§ **YOUR TASK**
Please write out the lines below word for word, starting with the line that contains "Where can the dark" and going on through the end of the records.

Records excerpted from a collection
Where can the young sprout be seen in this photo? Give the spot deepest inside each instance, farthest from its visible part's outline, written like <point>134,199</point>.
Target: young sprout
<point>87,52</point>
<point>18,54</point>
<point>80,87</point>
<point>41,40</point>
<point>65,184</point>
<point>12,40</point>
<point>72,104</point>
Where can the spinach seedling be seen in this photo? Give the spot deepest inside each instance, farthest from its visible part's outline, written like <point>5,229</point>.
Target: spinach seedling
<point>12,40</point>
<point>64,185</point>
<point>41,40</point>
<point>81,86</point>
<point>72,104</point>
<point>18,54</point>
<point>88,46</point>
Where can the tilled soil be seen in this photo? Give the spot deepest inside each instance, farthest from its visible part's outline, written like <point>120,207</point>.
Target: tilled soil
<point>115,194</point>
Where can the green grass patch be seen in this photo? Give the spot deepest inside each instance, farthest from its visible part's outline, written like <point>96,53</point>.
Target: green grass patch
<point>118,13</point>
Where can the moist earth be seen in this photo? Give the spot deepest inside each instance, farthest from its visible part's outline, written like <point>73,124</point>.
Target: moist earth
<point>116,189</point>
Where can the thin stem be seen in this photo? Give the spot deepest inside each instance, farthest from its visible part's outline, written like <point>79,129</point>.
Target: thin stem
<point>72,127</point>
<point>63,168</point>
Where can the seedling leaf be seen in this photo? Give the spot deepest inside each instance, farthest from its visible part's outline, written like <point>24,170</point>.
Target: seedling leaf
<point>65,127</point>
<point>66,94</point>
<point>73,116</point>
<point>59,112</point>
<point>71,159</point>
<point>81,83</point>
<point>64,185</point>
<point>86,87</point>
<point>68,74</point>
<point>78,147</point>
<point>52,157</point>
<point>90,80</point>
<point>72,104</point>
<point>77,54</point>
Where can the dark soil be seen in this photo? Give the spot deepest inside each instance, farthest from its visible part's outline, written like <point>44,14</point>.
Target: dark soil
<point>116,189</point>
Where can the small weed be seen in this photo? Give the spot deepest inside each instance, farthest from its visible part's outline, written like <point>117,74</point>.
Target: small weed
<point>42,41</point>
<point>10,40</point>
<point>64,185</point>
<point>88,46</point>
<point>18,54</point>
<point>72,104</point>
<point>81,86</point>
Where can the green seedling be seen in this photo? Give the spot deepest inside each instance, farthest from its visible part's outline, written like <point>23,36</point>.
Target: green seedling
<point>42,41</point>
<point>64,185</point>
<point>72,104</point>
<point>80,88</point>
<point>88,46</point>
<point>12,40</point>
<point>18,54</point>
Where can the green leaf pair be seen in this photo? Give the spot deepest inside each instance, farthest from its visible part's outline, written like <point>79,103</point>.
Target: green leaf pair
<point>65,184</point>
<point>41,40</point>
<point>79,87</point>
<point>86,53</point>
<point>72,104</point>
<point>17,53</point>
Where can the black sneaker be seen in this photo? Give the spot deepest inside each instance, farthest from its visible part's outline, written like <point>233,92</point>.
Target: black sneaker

§ **RESULT OF THIS TASK**
Where can the dark soil be seen in this photo? Give the spot deepest inside each instance, farthest from its visible part's outline, written like <point>44,14</point>.
Target: dark soil
<point>116,189</point>
Where can the small weed be seen in this photo? Give the spot deepest inside each instance, farthest from its visible part's outline, written like <point>117,74</point>.
Target: small weed
<point>42,41</point>
<point>10,40</point>
<point>64,185</point>
<point>88,46</point>
<point>18,54</point>
<point>72,104</point>
<point>81,86</point>
Where can the green seedling be seen in this photo? Give the spot deepest inside each instance, farthest from its visible part's outline, written like <point>23,36</point>.
Target: green seedling
<point>42,41</point>
<point>64,185</point>
<point>72,104</point>
<point>80,88</point>
<point>88,46</point>
<point>12,40</point>
<point>18,54</point>
Where can the green leaf pair be seen in this photo? Give the spot deepest inside each instance, farthest from its visible part's outline, written like <point>79,103</point>.
Target: green leaf pair
<point>65,184</point>
<point>41,40</point>
<point>79,87</point>
<point>86,53</point>
<point>72,104</point>
<point>17,53</point>
Where can the black sneaker be seen in this photo? Give the spot deepest inside each instance, farthest from its visible part's outline, written like <point>233,92</point>.
Target: black sneaker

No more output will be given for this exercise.